▸ **STATED EXERCISE 1**
Pick out every line of the entries below that contains the word "reflection".

▸ **SOURCE DOCUMENT**
--- begin ---
That judgment re-opened the door to the kind of “bright lines” approach the government then decided to take, based on a four-year cut-off.

Scoppola, though, appears to take the Court’s thinking straight back to Frodl. In this case, Italian law deprives prisoners of the vote automatically if they are sentenced to three years imprisonment or more – a system closely resembling the UK government’s current policy. The Strasbourg judges have concluded that breaches the right to free elections not because three years is too low, but, just as in Frodl, because any such generalised cut-off is impermissible (para. 43; the translation is mine):

The Court finally recalls that in its recent case law in applying the criteria established in the case of Hirst v. United Kingdom (No. 2), it is essential that the decision on disenfranchisement be taken by a judge and be appropriately reasoned.

There’s no cause for immediate panic in Whitehall. As a matter of international law, the UK is entitled to stand on Hirst and Greens, and see if its new policy survives any challenge in the courts. But there is clearly a shocking inconsistency in the approaches of the judges in Strasbourg, the decision arrived at here unanimously being based on a clearly different, more formalistic and intrusive approach from that also taken unanimously in the more politically sensible Greens judgment.

No wonder senior MPs are concerned about this. Jack Straw and David Davis are being unrealistic if they think Hirst and Greens can be ignored or overruled, even by Parliament. But judges can take unreasonable stands too, and in Frodl and now Scoppola, some Strasbourg judges have gone far too far in laying down in precise detail what national policies must be.

Comment: It has to be said that it is a bit much coming from the man who used to provide legal advice to the Labour administration, to write this headline "Prisoners’ votes: another dodgy ruling from the European Court". Bearing in mind that Labour was responsible for the Dodgy Dossier over WMD, and dodgy consultation exercises for prisoners votes by Charles Falconer! The highest court in Europe is wrong and Carl Gardner is right? He's having a laugh!

"The ruling is legally questionable". What is questionable is that a lawyer in the UK has the cheek to question the judges ruling. Lawyers argue their cases under the adversarial procedure, and the judges decide which side is right and which side is wrong. Here we have a lawyer not involved in the case, and clearly "ignorance of the law is no excuse" siding with the losers. The ECtHR will maintain this line in future quite simply because the Court will have relied upon the leading legal authority, Hirst v UK (No2). The coalition's “four year cut-off” policy is indefensible, and they will have to make more concessions. For example, all convicted prisoners must get the vote.
--- end ---
▸ **STATED EXERCISE 2**
Retype word for word the passage from the article above on prisoners' votes, starting at "That judgment re-opened" and ending at "be appropriately reasoned.".

▸ **PROVIDED RECORDS**
--- begin ---
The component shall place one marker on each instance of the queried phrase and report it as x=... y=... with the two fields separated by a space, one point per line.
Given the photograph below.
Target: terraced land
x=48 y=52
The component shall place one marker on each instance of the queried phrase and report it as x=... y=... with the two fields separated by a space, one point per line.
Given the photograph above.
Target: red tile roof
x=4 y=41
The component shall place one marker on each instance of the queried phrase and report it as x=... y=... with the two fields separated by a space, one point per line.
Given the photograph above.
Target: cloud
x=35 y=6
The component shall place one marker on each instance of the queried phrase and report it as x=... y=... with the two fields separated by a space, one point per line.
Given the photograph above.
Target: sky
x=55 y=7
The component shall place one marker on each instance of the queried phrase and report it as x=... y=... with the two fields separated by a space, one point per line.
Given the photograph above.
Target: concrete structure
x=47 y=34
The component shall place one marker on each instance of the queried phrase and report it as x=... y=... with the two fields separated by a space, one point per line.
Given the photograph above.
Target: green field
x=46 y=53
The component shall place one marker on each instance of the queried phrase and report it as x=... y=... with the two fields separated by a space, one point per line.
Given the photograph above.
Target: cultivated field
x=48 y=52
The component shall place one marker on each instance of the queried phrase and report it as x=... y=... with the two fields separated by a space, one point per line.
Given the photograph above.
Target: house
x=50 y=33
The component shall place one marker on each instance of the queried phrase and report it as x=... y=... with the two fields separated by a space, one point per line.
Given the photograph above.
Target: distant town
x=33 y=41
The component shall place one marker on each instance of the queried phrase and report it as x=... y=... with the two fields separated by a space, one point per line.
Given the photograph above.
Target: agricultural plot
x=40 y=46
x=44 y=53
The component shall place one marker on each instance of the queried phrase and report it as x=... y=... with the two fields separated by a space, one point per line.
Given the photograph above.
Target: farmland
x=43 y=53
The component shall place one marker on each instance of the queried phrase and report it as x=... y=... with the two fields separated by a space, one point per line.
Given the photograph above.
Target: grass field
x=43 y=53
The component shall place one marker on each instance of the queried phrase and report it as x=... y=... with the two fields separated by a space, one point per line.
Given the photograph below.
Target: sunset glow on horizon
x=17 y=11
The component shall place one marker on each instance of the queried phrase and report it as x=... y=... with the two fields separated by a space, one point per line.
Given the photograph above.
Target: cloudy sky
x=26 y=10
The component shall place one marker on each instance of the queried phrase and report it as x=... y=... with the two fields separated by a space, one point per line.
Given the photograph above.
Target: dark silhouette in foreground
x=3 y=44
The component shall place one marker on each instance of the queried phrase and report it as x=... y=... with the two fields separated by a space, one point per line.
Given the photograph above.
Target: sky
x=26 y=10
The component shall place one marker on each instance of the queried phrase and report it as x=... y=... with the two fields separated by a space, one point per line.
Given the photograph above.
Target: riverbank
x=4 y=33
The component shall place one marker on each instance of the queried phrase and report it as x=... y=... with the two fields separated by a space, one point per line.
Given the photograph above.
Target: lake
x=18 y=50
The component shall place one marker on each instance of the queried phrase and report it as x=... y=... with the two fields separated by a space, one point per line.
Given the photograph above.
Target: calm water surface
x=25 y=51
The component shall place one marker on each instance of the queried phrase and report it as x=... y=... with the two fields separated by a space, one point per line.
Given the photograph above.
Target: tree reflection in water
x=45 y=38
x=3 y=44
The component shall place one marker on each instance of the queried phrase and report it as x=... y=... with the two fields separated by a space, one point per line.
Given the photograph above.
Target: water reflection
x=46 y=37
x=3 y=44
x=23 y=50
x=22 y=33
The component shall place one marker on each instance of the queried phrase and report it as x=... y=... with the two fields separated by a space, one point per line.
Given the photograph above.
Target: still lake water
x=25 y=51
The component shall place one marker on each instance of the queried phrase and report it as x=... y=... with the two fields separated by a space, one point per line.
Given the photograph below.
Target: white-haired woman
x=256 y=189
--- end ---
▸ **RIGHT ANSWER 1**
Target: tree reflection in water
Target: water reflection

▸ **RIGHT ANSWER 2**
That judgment re-opened the door to the kind of “bright lines” approach the government then decided to take, based on a four-year cut-off.

Scoppola, though, appears to take the Court’s thinking straight back to Frodl. In this case, Italian law deprives prisoners of the vote automatically if they are sentenced to three years imprisonment or more – a system closely resembling the UK government’s current policy. The Strasbourg judges have concluded that breaches the right to free elections not because three years is too low, but, just as in Frodl, because any such generalised cut-off is impermissible (para. 43; the translation is mine):

The Court finally recalls that in its recent case law in applying the criteria established in the case of Hirst v. United Kingdom (No. 2), it is essential that the decision on disenfranchisement be taken by a judge and be appropriately reasoned.